**Given passage:**
::::

The Confident Liar: Diagnosing Multi-Agent Debate with Log-Probabilities and LLM-as-Judge
Pith reviewed 2026-06-27 13:39 UTC · model grok-4.3
The pith
In multi-agent debate, a Constructor's token-level confidence predicts externally judged reasoning quality twice as strongly as an Auditor's.
A machine-rendered reading of the paper's core claim, the machinery that carries it, and where it could break.
Core claim
Across three domains the work measures how token-level log-probability distributions over reasoning tokens relate to LLM-as-judge scores on instruction following, justification quality, evidence grounding, and a critical-failure flag. In the rubric-scoring domain the data show a four-phase confidence trajectory together with a substantial role asymmetry: confidence correlates with judged reasoning quality roughly twice as strongly for the Constructor as for the Auditor, and confidence-based detection of critical reasoning failures reaches AUROC 0.804 for the Constructor versus 0.634 for the Auditor.
What carries the argument
Two-agent debate architecture pairing a Constructor that generates answers with an Auditor that critiques them, scored by an LLM-as-judge rubric on instruction following, justification quality, evidence grounding, and critical-failure flag, compared against token-level log-probabilities.
If this is right
- Confidence can serve as a more trustworthy detector of flawed reasoning steps when emitted by the Constructor role.
- Different monitoring or weighting rules may be needed for each agent because their confidence-quality alignment differs markedly.
- The observed four-phase confidence trajectory supplies a potential diagnostic signature that future debate runs can check against.
- Internal confidence and external judge scores may align with final task accuracy in role-specific ways that current end-to-end metrics overlook.
Where Pith is reading between the lines
- If the asymmetry persists, debate pipelines could route final answers through the higher-confidence Constructor output when the Auditor's signal is weak.
- Extending the same log-probability versus rubric comparison to the mathematical-reasoning and factual-QA domains could reveal whether the four-phase pattern and role gap are domain-general.
- Systems might add a lightweight confidence filter that pauses or restarts debate rounds when the Constructor's signal drops below a threshold tied to the observed AUROC.
Load-bearing premise
The LLM-as-judge rubric scores supply an independent and valid external yardstick for reasoning quality that can be compared directly to the model's own token log-probabilities.
What would settle it
Re-running the rubric-scoring experiments and finding that the correlation between Constructor log-probabilities and judge scores is not reliably larger than the Auditor correlation, or that the AUROC gap for critical-failure detection shrinks below statistical significance.

::::

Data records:
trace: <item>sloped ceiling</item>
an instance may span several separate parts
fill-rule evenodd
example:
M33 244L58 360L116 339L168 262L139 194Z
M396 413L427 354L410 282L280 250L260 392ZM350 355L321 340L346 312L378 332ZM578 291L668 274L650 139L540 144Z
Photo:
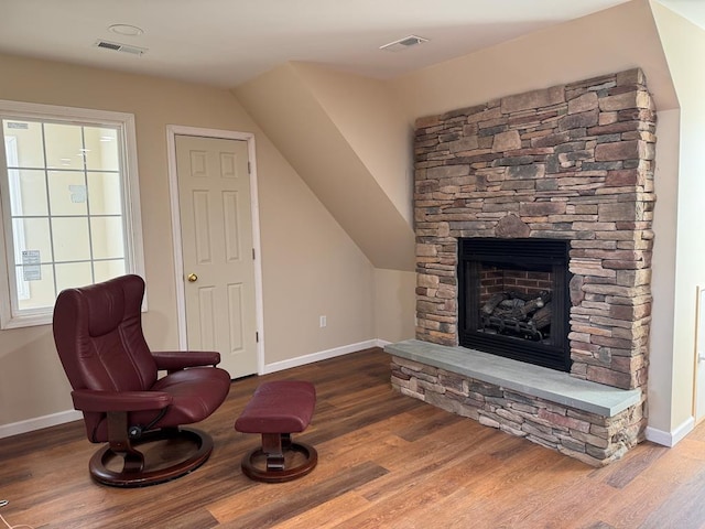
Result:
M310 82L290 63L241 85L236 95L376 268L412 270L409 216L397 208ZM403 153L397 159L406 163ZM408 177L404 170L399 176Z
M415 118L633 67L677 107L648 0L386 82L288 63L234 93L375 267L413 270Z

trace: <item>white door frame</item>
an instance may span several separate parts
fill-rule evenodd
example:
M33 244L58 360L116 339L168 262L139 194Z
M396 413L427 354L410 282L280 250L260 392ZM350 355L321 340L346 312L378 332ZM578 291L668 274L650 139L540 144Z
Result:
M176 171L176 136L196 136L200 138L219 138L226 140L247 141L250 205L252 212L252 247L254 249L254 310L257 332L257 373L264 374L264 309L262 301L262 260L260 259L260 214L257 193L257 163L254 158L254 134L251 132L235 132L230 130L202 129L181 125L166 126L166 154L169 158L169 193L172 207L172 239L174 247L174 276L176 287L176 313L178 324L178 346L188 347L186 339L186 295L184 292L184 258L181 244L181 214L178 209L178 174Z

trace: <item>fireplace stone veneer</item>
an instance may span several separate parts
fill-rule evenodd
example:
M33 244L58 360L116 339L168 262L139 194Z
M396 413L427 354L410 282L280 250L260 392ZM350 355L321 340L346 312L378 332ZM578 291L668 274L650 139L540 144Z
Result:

::::

**Check your understanding:**
a: In the review of the multi-agent debate paper, what AUROC does confidence-based detection of critical reasoning failures reach for the Auditor?
b: Reproduce the review of the multi-agent debate paper from "Where Pith is" to "gap are domain-general.".

**Answers given:**
a: 0.634

b:
Where Pith is reading between the lines
- If the asymmetry persists, debate pipelines could route final answers through the higher-confidence Constructor output when the Auditor's signal is weak.
- Extending the same log-probability versus rubric comparison to the mathematical-reasoning and factual-QA domains could reveal whether the four-phase pattern and role gap are domain-general.